##### Passage to read #####

In the United States, fatal shootings by police are both rare and constant. Tens of millions of people cross paths with police each year, and most of those encounters end without the use of force.
“The vast majority of those fatal shootings are lawful, righteous shootings,” said Daniel Oates, a former police chief in Miami Beach, Aurora, Colo., and Ann Arbor, Mich.
But, he said, “a percentage of them are bad training, bad policy, bad day by the cop, not performing at their best.” Prosecutors charged more officers for on-duty shootings in 2020 in comparison with 2019. Still, Oates said that despite the fusillade of criticism, policing has improved significantly.
“The narrative of the last year has been that ‘Oh my God, police are wildly out of control,’ ” Oates said. “That’s not true. If you tracked that [fatal shooting] data from 30, 40 years ago, I’m sure the numbers would be much, much, much, much higher. There’s been a reform movement around the use of force in American policing.”

#####

### Exercise requirements
1 - Print the stretch of the passage on police shootings from "In the United" through "use of force.", without changing a word.
2 - Collect every line of the records that contains the string "wing", where uppercase and lowercase count as different.

##### Record set #####

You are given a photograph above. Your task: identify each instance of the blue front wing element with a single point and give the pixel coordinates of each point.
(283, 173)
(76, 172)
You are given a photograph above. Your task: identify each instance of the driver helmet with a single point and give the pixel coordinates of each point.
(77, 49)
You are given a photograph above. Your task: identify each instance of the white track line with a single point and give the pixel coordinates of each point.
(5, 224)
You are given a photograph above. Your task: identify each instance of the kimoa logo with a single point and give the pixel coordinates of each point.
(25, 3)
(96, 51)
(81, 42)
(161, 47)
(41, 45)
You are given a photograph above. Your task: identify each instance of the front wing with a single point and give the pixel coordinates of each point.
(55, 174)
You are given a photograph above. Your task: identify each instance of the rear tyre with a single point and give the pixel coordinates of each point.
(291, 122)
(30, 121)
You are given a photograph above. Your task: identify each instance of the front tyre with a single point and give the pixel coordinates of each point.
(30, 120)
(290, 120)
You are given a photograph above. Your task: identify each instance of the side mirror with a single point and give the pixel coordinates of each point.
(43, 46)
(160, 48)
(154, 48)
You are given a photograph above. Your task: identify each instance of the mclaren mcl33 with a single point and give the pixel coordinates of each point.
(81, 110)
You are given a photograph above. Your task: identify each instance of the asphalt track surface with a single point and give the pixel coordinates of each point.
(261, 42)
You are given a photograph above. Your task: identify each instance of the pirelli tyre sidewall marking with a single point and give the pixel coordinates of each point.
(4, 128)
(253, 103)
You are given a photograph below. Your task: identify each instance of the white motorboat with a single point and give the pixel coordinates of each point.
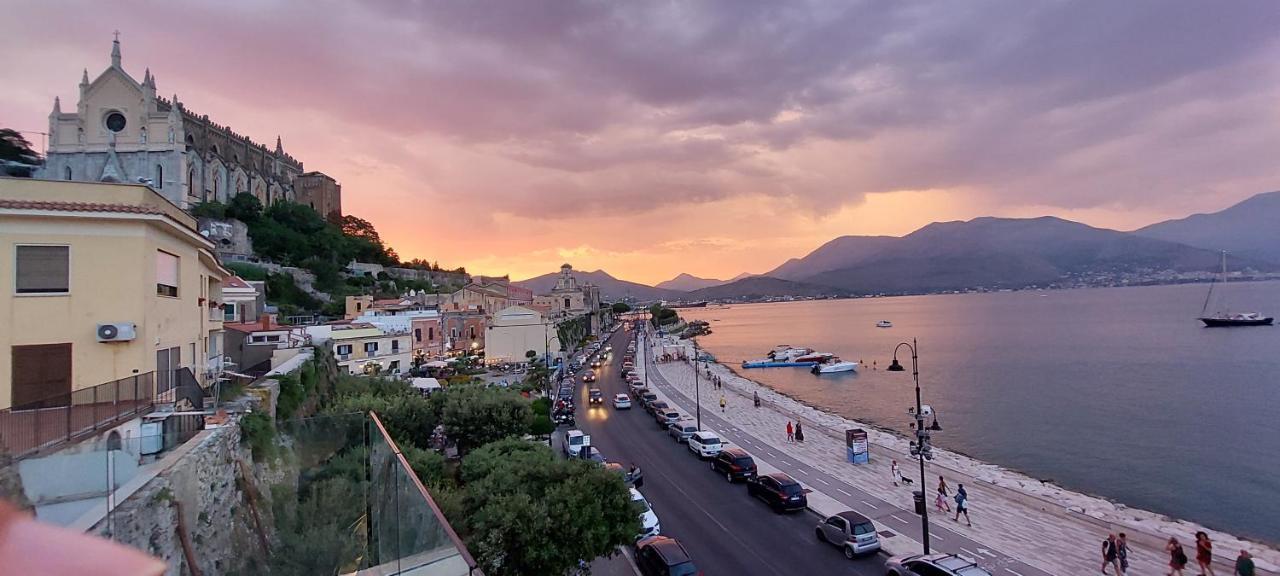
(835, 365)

#####
##### Record set #####

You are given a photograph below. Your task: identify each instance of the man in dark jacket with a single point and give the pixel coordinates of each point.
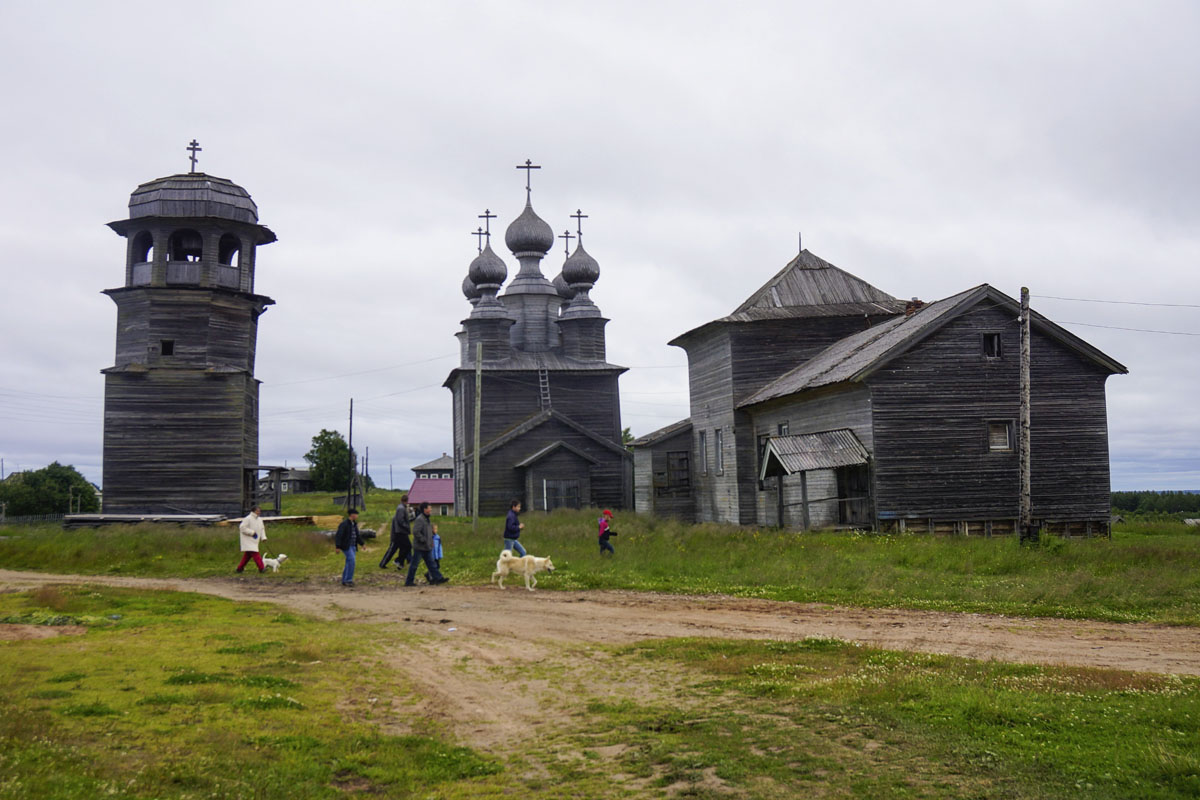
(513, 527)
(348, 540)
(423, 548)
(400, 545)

#####
##### Record set #####

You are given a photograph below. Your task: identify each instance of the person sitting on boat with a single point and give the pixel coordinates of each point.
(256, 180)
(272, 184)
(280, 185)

#####

### Task-by-task results
1 -
In the United States, fatal shootings by police are both rare and constant. Tens of millions of people cross paths with police each year, and most of those encounters end without the use of force.

2 -
You are given a photograph above. Your task: identify each instance of the blue front wing element with a single point and give the pixel coordinates of each point.
You are given a photograph above. Your task: identify each instance of the front wing with a single point and give the pixel coordinates of each point.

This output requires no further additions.